(Datos)

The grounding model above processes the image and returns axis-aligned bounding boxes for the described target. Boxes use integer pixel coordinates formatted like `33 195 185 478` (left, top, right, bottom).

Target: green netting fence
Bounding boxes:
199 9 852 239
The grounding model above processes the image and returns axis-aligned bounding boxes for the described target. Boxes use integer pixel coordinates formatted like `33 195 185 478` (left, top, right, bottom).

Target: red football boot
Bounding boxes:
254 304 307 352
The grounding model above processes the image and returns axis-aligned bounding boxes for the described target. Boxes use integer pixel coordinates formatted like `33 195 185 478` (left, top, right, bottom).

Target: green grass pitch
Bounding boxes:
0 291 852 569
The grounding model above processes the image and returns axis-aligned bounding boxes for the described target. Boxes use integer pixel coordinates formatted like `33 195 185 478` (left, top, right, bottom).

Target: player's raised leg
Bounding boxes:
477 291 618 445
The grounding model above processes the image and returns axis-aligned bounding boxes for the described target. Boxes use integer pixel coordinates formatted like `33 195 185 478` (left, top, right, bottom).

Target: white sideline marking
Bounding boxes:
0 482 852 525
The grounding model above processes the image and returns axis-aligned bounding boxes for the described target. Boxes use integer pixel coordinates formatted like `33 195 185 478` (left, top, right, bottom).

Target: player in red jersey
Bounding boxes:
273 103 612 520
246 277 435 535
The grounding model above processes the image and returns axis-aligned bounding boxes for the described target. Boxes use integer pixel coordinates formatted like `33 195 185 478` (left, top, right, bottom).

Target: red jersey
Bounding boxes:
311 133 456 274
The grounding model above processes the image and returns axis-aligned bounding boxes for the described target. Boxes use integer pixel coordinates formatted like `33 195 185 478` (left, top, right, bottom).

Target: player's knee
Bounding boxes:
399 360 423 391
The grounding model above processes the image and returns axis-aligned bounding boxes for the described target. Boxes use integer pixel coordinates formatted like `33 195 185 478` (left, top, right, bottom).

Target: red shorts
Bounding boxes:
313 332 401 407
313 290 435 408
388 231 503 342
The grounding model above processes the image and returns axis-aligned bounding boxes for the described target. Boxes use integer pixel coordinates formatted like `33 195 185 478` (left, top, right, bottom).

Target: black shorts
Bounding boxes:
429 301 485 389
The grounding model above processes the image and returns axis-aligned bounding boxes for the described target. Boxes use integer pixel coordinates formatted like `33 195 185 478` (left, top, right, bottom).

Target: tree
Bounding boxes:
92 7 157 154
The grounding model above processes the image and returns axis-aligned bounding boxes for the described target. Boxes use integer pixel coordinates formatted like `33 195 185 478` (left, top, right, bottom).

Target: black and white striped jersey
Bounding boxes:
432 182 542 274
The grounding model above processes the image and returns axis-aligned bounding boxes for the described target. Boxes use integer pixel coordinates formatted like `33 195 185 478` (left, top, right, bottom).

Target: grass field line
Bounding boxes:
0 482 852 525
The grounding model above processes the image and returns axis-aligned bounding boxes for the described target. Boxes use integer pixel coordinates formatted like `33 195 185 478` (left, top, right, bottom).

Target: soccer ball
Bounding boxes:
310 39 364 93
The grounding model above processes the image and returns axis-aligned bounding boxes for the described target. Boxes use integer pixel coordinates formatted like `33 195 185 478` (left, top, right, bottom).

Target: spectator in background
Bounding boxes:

EJERCICIO BREVE » Por favor, pasa a una lista JSON de cadenas solo el tramo de las filas que va desde su comienzo hasta la línea que contiene "399 360 423 391", ambas incluidas. Pon una cadena por línea y omite las líneas en blanco.

EJERCICIO RESUELTO »
[
  "The grounding model above processes the image and returns axis-aligned bounding boxes for the described target. Boxes use integer pixel coordinates formatted like `33 195 185 478` (left, top, right, bottom).",
  "Target: green netting fence",
  "Bounding boxes:",
  "199 9 852 239",
  "The grounding model above processes the image and returns axis-aligned bounding boxes for the described target. Boxes use integer pixel coordinates formatted like `33 195 185 478` (left, top, right, bottom).",
  "Target: red football boot",
  "Bounding boxes:",
  "254 304 307 352",
  "The grounding model above processes the image and returns axis-aligned bounding boxes for the described target. Boxes use integer pixel coordinates formatted like `33 195 185 478` (left, top, right, bottom).",
  "Target: green grass pitch",
  "Bounding boxes:",
  "0 291 852 569",
  "The grounding model above processes the image and returns axis-aligned bounding boxes for the described target. Boxes use integer pixel coordinates formatted like `33 195 185 478` (left, top, right, bottom).",
  "Target: player's raised leg",
  "Bounding boxes:",
  "477 291 618 445",
  "The grounding model above processes the image and returns axis-aligned bounding boxes for the described target. Boxes use integer pixel coordinates formatted like `33 195 185 478` (left, top, right, bottom).",
  "Target: white sideline marking",
  "Bounding boxes:",
  "0 482 852 525",
  "The grounding model above processes the image and returns axis-aligned bounding boxes for the described target. Boxes use integer pixel coordinates formatted like `33 195 185 478` (left, top, right, bottom).",
  "Target: player in red jersey",
  "Bounding boxes:",
  "273 103 612 520",
  "246 277 435 535",
  "The grounding model above processes the image and returns axis-aligned bounding boxes for the described target. Boxes use integer pixel coordinates formatted like `33 195 185 478` (left, top, right, bottom).",
  "Target: red jersey",
  "Bounding boxes:",
  "311 133 456 274",
  "The grounding model above processes the image and returns axis-aligned bounding boxes for the described target. Boxes use integer pixel coordinates formatted like `33 195 185 478` (left, top, right, bottom).",
  "Target: player's knee",
  "Bounding boxes:",
  "399 360 423 391"
]